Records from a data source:
***

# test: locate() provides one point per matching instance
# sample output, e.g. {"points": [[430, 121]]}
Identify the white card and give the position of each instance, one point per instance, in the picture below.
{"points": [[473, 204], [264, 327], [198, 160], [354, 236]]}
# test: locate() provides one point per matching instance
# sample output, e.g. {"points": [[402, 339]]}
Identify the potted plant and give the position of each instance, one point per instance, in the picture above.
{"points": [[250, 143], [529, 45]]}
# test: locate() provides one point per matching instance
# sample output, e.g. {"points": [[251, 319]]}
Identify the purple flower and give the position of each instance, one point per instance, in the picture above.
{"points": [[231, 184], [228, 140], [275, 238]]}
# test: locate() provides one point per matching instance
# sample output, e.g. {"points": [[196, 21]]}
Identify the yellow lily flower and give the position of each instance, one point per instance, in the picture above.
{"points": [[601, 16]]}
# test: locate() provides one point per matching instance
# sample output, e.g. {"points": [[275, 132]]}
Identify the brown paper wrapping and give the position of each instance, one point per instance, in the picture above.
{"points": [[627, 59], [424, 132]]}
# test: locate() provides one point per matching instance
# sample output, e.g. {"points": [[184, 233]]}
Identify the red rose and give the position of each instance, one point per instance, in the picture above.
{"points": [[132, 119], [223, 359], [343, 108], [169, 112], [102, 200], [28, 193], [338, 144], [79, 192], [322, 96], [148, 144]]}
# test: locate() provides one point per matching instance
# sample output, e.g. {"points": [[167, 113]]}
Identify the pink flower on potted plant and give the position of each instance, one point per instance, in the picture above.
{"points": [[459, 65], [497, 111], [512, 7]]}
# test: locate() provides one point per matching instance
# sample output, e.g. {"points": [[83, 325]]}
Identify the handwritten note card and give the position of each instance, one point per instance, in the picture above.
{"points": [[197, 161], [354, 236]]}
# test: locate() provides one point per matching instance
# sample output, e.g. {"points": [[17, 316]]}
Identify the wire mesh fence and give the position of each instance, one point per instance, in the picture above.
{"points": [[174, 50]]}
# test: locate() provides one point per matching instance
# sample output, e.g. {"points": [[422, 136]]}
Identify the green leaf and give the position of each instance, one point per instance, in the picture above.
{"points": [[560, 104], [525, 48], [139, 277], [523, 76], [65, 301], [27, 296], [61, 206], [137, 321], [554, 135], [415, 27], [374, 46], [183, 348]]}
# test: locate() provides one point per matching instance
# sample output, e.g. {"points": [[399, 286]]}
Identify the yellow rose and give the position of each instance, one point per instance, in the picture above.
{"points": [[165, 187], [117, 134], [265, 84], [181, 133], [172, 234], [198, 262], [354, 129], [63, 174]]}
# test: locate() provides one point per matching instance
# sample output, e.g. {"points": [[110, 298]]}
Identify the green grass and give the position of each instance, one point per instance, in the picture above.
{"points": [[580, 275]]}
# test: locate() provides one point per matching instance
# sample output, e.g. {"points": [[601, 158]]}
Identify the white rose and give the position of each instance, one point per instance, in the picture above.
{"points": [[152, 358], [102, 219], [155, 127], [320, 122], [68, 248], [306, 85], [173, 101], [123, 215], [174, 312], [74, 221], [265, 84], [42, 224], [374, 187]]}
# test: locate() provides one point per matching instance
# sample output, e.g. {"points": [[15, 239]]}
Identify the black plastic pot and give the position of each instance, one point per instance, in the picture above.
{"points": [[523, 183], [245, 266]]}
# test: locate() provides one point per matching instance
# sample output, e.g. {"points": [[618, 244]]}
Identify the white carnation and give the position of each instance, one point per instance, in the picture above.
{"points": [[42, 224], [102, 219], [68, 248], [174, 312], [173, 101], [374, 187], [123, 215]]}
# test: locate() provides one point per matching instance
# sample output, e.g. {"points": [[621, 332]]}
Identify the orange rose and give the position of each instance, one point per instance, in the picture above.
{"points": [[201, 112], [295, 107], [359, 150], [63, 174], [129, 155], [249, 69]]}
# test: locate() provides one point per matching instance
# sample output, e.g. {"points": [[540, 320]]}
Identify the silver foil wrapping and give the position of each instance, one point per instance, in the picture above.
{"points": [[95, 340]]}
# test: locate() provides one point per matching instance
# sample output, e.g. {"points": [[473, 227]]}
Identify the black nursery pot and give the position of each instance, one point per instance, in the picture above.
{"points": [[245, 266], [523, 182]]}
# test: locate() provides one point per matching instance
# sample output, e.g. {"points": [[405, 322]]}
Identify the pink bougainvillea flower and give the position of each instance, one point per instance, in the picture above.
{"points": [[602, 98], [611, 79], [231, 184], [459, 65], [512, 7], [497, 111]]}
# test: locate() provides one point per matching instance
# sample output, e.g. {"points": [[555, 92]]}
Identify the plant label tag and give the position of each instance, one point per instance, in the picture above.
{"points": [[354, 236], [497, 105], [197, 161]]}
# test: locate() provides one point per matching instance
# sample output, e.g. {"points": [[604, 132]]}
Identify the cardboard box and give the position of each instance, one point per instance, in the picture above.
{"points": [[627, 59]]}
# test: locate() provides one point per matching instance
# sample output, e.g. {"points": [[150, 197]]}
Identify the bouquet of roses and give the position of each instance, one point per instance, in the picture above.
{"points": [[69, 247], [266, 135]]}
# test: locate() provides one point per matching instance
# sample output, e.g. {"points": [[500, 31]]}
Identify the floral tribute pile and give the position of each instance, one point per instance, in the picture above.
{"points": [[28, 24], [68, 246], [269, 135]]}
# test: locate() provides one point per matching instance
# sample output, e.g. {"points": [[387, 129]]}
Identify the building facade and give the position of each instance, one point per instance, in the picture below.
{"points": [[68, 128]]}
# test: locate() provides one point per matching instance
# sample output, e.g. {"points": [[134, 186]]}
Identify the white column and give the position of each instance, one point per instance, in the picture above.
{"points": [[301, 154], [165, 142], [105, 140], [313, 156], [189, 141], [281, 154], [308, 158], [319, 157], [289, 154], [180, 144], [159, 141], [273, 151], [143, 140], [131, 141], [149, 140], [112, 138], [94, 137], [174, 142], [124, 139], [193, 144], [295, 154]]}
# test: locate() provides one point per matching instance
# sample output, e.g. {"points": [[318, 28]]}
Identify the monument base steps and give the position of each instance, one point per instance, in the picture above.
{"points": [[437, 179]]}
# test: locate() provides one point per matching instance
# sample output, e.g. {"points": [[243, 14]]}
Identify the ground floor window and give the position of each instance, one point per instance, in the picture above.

***

Work task:
Word for word, copy out the data.

Output:
# test: locate() provides one point per matching instance
# sample output, e.g. {"points": [[430, 121]]}
Identify the white card and give the position of each instance, one point per instance, in the picture below.
{"points": [[473, 204], [264, 327], [198, 160], [354, 236]]}
# test: locate() provides one point per matching instance
# sample output, e.g. {"points": [[402, 339]]}
Identify the potted plant and give the position of each instance, one point per instance, in the picture above.
{"points": [[250, 143], [529, 45]]}
# test: locate() provides one point per matching instance
# sample output, e.g. {"points": [[251, 319]]}
Identify the purple flower and give the position of each instance, one point per instance, in the picture above.
{"points": [[231, 184], [228, 140], [275, 238]]}
# test: locate() provides one point per matching instance
# sample output, e.g. {"points": [[196, 21]]}
Identify the yellow lily flower and give the position of each instance, one point per instance, in the picture above.
{"points": [[601, 16]]}
# test: locate() provides one point per matching instance
# sample output, e.g. {"points": [[275, 132]]}
Identify the brown paper wrapping and give the position of each instance, one point per instance, in the picture above.
{"points": [[627, 59], [424, 132]]}
# test: locate() provides one point per matching instance
# sample output, e.g. {"points": [[184, 233]]}
Identify the red rose and give the position of each instance, one point per instance, in the picture above.
{"points": [[132, 119], [223, 359], [343, 108], [169, 112], [102, 200], [28, 193], [338, 144], [79, 192], [322, 96], [148, 144]]}
# test: locate() provides one point per matching instance
# sample output, e.g. {"points": [[167, 113]]}
Identify the pink flower on potted plant and give the position of each instance, one point per instance, in the picture above.
{"points": [[459, 65], [497, 111], [512, 7]]}
# test: locate() provides one point per matching instance
# sample output, e.g. {"points": [[83, 325]]}
Identify the handwritten note card and give the position of each instance, one point per instance, in the picture above.
{"points": [[197, 161], [354, 236]]}
# test: locate() provides one point per matching instance
# sample output, e.g. {"points": [[17, 316]]}
Identify the wire mesh fence and give the position of each instance, one point per instance, in the picture above.
{"points": [[174, 50]]}
# test: locate() provides one point per matching instance
# sample output, e.g. {"points": [[422, 136]]}
Identify the green leaf and give the position of each instance, one point per instance, in the picture above.
{"points": [[560, 104], [525, 48], [139, 277], [523, 76], [65, 301], [27, 296], [61, 206], [137, 321], [554, 135], [415, 27], [374, 46], [183, 348]]}
# test: locate() provides one point per matching instance
# sample output, e.g. {"points": [[399, 286]]}
Identify the yellow rose and give the position of each instance, one point per instance, in the picture above.
{"points": [[165, 187], [117, 134], [265, 84], [181, 133], [172, 234], [198, 262], [354, 129], [63, 174]]}
# test: locate() provides one point per matching instance
# sample output, e.g. {"points": [[110, 298]]}
Identify the green grass and give the position of each instance, one point per instance, in the picture above.
{"points": [[580, 275]]}
# test: locate() provides one point per matching instance
# sample output, e.g. {"points": [[601, 158]]}
Identify the white rose and give the position of each instance, one point per instance, in the picture above.
{"points": [[152, 358], [102, 219], [155, 127], [320, 122], [68, 248], [306, 85], [173, 101], [123, 215], [174, 312], [74, 221], [265, 84], [42, 224], [374, 187]]}
# test: locate() provides one point per matching instance
# sample output, e.g. {"points": [[15, 239]]}
Identify the black plastic pot and give the position of each instance, one point per instance, in the picture above.
{"points": [[523, 183], [245, 266]]}
# test: locate() provides one point per matching instance
# sample output, e.g. {"points": [[618, 244]]}
Identify the white carnation and give the position of each instance, one point per instance, in the picture above.
{"points": [[42, 224], [102, 219], [68, 248], [174, 312], [173, 101], [374, 187], [123, 215]]}
# test: locate() provides one point per matching instance
# sample output, e.g. {"points": [[621, 332]]}
Identify the orange rose and give the position of each instance, one point per instance, in the picture above.
{"points": [[201, 112], [295, 107], [359, 150], [63, 174], [129, 155], [249, 69]]}
# test: locate() provides one point per matching instance
# sample output, e.g. {"points": [[540, 320]]}
Identify the silver foil wrapping and give the position of each instance, one point per instance, in the picture above.
{"points": [[95, 340]]}
# test: locate() provides one point per matching instance
# sample output, e.g. {"points": [[473, 227]]}
Identify the black nursery pot and give the position of each instance, one point per instance, in the picture above.
{"points": [[245, 266], [523, 182]]}
# test: locate() provides one point per matching instance
# sample output, e.g. {"points": [[405, 322]]}
Identify the pink bougainvillea flower and give the position of each instance, one point per instance, in the picture above.
{"points": [[602, 98], [611, 79], [231, 184], [459, 65], [512, 7], [497, 111]]}
# test: locate() provides one point per matching instance
# sample output, e.g. {"points": [[555, 92]]}
Identify the plant label tag and give the position of each instance, one point per instance, in the picture above.
{"points": [[354, 236], [497, 105], [197, 161]]}
# test: locate() provides one point per matching instance
# sample output, e.g. {"points": [[604, 132]]}
Identify the cardboard box and give the position of each instance, one point per instance, in the picture above.
{"points": [[627, 59]]}
# test: locate() provides one point per matching instance
# sample output, e.g. {"points": [[150, 197]]}
Identify the bouquet of roses and give the position of each instance, one point per instance, in the picture above.
{"points": [[69, 247], [266, 135]]}
# test: locate() provides one point per matching instance
# sample output, e.g. {"points": [[500, 31]]}
Identify the floral tribute pile and give the position of each instance, one point per instance, in the picture above.
{"points": [[28, 24], [68, 246], [269, 135]]}
# test: locate() provides one point per matching instance
# sample output, e.g. {"points": [[387, 129]]}
Identify the building facade and give the position of each instance, one point per instance, in the picture below.
{"points": [[68, 128]]}
# test: locate() provides one point per matching instance
# sample output, e.g. {"points": [[134, 186]]}
Identify the white column and give the position of each instance, one point per instance, in the picture above.
{"points": [[301, 154], [165, 142], [105, 140], [313, 156], [189, 141], [281, 154], [308, 158], [319, 157], [289, 154], [180, 144], [159, 141], [273, 151], [143, 140], [131, 141], [149, 140], [112, 138], [94, 137], [174, 142], [124, 139], [193, 144], [295, 154]]}
# test: locate() provides one point per matching instance
# sample output, e.g. {"points": [[318, 28]]}
Identify the monument base steps and give the position of each instance, one point per instance, in the picture above.
{"points": [[437, 179]]}
# test: locate() provides one point per matching instance
# sample output, e.g. {"points": [[243, 14]]}
Identify the ground floor window and give the position of each instance, one point per instance, in the picture above.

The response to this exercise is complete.